EXERCISE: Give back every line exactly as it appears, pictures excluded.

EXERCISE MATERIAL:
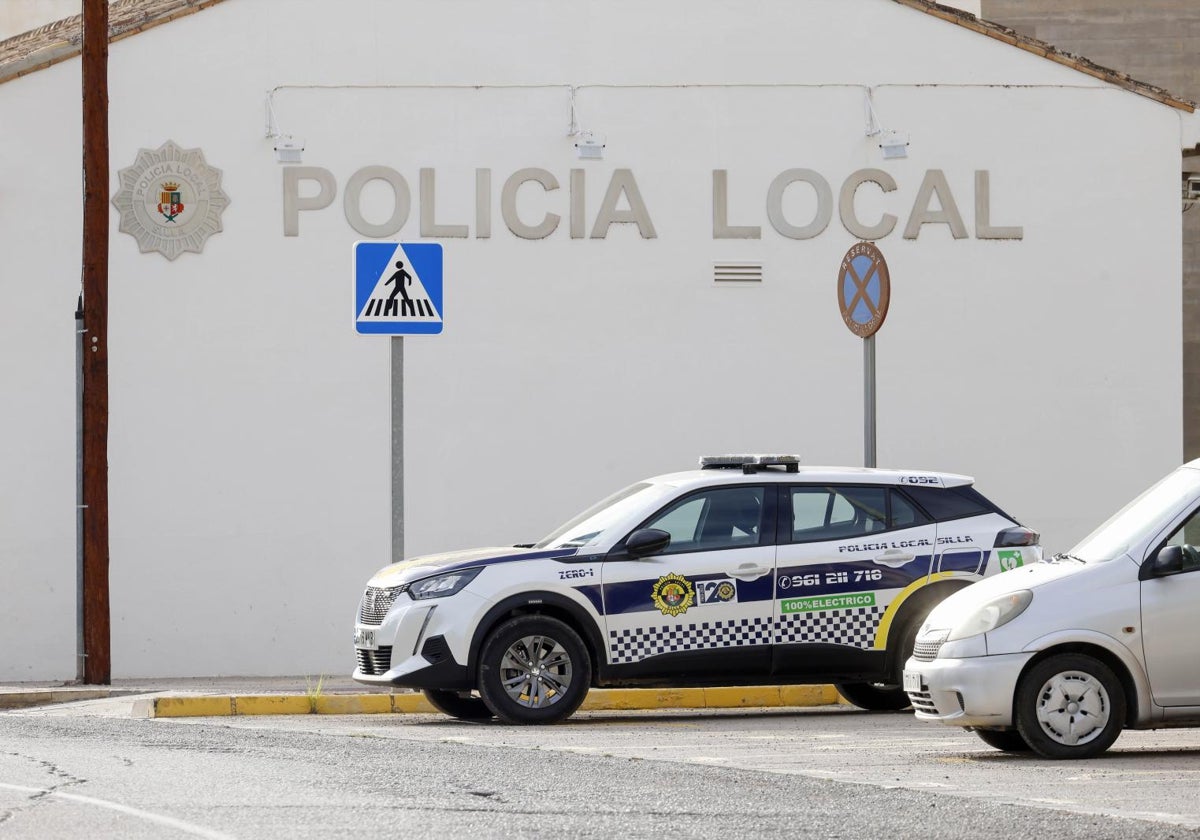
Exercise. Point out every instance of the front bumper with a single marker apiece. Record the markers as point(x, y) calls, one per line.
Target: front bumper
point(976, 691)
point(419, 645)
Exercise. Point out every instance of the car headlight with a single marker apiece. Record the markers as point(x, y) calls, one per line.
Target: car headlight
point(442, 586)
point(995, 613)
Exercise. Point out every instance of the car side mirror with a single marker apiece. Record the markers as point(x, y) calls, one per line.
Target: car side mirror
point(647, 541)
point(1168, 561)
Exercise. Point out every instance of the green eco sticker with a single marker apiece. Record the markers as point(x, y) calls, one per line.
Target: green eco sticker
point(849, 601)
point(1009, 559)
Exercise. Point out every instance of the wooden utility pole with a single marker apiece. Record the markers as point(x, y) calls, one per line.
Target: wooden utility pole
point(96, 625)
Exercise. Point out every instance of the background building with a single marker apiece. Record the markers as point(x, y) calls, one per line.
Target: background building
point(1153, 41)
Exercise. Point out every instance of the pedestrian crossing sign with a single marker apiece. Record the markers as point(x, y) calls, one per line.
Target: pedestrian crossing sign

EXPECTED OUTPUT:
Exercise. Point out every instance of the front bumper with a single marker apiece. Record the markers as point(x, y) calls, one per line.
Target: front bumper
point(976, 691)
point(419, 645)
Exercise. Point out every instance of the car headlight with a single marker apiece. Record the markers as point(x, y) calls, one per line.
Target: car headlight
point(442, 586)
point(995, 613)
Exercise. Point out every instance of the car side mirror with a single marker apiece. Record the markers as point(x, y) calls, one per line.
Target: car side mirror
point(647, 541)
point(1168, 561)
Exercise. Point out every instance of the green eco sticker with a single marker apiece. Record the markers as point(x, y) calls, one per line.
Target: green eco sticker
point(849, 601)
point(1009, 559)
Exercise. Point out every instance of the wooden utility pole with a single marker apiece. Record the markers as point(x, y) calls, one per line.
Target: wooden utility pole
point(96, 625)
Exercise. Point out every instance of the background building with a single marker apiece. Record the markers as point(x, y) calls, one per line.
Target: background building
point(1153, 41)
Exercise. Point out every instance of the pedestrian crossing sign with a single marker apiece. Record the markers as point(x, y) calls, one per line.
Target: pedestrian crossing sign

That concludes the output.